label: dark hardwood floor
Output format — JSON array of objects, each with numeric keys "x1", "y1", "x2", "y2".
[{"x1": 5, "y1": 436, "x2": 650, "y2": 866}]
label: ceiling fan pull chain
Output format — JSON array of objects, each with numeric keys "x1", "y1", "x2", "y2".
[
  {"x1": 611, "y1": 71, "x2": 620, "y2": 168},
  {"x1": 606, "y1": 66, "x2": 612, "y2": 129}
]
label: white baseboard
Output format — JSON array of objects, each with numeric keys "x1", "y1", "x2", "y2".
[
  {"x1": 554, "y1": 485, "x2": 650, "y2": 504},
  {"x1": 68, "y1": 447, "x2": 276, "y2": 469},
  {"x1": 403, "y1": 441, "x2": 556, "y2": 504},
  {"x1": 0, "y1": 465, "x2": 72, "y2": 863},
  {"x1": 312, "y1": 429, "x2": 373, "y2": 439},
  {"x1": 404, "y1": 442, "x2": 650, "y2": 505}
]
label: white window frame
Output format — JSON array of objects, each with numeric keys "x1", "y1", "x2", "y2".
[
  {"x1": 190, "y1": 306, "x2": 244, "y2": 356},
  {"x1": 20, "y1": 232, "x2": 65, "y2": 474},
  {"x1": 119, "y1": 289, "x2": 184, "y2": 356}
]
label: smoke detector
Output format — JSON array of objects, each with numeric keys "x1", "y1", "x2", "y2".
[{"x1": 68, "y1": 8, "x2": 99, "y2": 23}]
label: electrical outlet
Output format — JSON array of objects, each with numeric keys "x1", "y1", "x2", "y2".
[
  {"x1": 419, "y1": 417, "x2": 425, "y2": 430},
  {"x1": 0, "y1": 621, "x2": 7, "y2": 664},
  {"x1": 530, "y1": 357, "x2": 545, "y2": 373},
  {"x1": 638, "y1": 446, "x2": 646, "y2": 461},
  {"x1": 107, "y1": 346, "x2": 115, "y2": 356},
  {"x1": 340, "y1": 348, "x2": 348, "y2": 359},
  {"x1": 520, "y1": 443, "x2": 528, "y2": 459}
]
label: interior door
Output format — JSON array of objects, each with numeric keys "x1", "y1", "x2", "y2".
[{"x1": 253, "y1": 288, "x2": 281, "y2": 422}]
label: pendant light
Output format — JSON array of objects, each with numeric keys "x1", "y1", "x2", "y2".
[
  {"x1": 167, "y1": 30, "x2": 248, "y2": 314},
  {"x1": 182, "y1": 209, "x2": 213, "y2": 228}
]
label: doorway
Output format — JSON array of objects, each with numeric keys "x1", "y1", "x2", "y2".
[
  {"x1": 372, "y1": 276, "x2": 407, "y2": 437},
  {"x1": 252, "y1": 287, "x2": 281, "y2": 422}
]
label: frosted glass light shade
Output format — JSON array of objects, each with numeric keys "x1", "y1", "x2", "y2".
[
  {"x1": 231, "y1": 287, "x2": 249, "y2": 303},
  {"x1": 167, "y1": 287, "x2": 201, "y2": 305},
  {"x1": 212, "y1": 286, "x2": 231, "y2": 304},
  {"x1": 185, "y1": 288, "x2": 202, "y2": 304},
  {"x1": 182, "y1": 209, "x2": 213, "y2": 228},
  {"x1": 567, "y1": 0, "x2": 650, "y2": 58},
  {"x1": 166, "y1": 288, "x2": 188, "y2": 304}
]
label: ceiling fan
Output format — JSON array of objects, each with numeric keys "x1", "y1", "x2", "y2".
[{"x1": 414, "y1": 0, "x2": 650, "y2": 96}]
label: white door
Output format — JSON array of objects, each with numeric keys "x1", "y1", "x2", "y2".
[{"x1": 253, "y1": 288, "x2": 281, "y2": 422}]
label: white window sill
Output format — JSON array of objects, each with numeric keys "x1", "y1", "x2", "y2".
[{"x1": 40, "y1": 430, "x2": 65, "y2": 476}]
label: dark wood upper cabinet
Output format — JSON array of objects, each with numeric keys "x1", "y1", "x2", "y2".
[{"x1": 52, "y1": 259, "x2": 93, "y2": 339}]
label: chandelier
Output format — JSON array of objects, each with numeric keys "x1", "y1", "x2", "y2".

****************

EXERCISE
For the string "dark", go through the entries above and copy each line where it occurs.

TASK RESULT
label: dark hardwood floor
label: dark wood upper cabinet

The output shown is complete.